*Textabschnitt*:
_ _ _ _ _ _ _

Was das Verhandlungsergebnis in der Metall- und Elektroindustrie bedeutet

Für die 4,6 Millionen Beschäftigten in der Metall- und Elektroindustrie hat die IG Metall im Bezirk Küste und Bayern nach einer 18-stündigen Verhandlung am 12.11.2024 ein Pilot-Verhandlungsergebnis erzielt. Der Bezirk Baden-Württemberg und andere haben das Ergebnis bereits übernommen.

_ _ _ _ _ _ _

*Vorliegende Datensätze*:

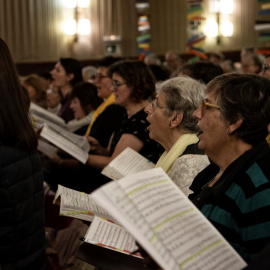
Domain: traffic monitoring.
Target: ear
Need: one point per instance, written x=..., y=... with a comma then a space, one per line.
x=176, y=119
x=233, y=127
x=70, y=76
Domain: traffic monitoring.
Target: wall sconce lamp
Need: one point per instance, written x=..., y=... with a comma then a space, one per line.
x=220, y=25
x=79, y=25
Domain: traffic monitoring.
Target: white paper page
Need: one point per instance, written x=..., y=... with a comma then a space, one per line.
x=74, y=206
x=46, y=148
x=128, y=162
x=74, y=193
x=181, y=236
x=108, y=234
x=40, y=112
x=80, y=141
x=64, y=143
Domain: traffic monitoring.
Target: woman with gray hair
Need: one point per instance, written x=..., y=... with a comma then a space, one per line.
x=173, y=126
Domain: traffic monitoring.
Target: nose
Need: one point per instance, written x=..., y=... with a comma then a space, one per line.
x=148, y=108
x=112, y=89
x=197, y=113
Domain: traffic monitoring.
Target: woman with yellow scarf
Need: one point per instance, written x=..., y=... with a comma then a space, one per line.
x=174, y=127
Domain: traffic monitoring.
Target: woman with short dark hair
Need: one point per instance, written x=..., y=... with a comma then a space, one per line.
x=233, y=192
x=66, y=73
x=22, y=231
x=84, y=101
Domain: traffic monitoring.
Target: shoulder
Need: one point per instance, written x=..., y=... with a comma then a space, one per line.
x=190, y=164
x=185, y=169
x=114, y=109
x=17, y=165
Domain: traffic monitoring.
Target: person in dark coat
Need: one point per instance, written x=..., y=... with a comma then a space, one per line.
x=22, y=231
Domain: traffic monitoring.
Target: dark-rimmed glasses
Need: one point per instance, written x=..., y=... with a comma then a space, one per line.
x=100, y=76
x=205, y=106
x=116, y=84
x=154, y=104
x=264, y=68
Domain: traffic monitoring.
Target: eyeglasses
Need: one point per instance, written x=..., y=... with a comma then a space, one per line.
x=100, y=76
x=154, y=104
x=205, y=106
x=264, y=68
x=52, y=91
x=116, y=84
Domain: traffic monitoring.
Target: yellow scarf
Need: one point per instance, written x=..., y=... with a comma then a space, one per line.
x=99, y=110
x=167, y=159
x=268, y=139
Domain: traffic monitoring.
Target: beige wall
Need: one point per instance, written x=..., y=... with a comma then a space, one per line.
x=32, y=28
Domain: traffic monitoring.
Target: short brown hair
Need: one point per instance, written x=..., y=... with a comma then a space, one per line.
x=136, y=75
x=244, y=96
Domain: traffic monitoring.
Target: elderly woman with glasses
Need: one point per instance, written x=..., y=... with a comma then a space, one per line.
x=233, y=192
x=173, y=126
x=132, y=85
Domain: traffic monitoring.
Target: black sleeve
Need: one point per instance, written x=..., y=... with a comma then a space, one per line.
x=106, y=123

_ _ _ _ _ _ _

*Aufgaben*:
#1 Gib aus dem Text zum Verhandlungsergebnis den Teil wortgetreu wieder, der mit den Worten „Für die 4,6“ beginnt und mit „Ergebnis bereits übernommen.“ endet.
#2 Beantworte zum Text über das Verhandlungsergebnis folgende Fragen:
(a) Für wie viele Beschäftigte in der Metall- und Elektroindustrie wurde das Ergebnis erzielt?
(b) An welchem Datum kam das Pilot-Verhandlungsergebnis zustande?
(c) Welcher Bezirk wird namentlich als einer genannt, der das Ergebnis bereits übernommen hat?
Die Datensätze stehen in keinem Zusammenhang mit dem Text.

*Antworten der Reihenfolge*:
#1
Für die 4,6 Millionen Beschäftigten in der Metall- und Elektroindustrie hat die IG Metall im Bezirk Küste und Bayern nach einer 18-stündigen Verhandlung am 12.11.2024 ein Pilot-Verhandlungsergebnis erzielt. Der Bezirk Baden-Württemberg und andere haben das Ergebnis bereits übernommen.

#2
(a) Für 4,6 Millionen Beschäftigte.
(b) Am 12.11.2024.
(c) Der Bezirk Baden-Württemberg.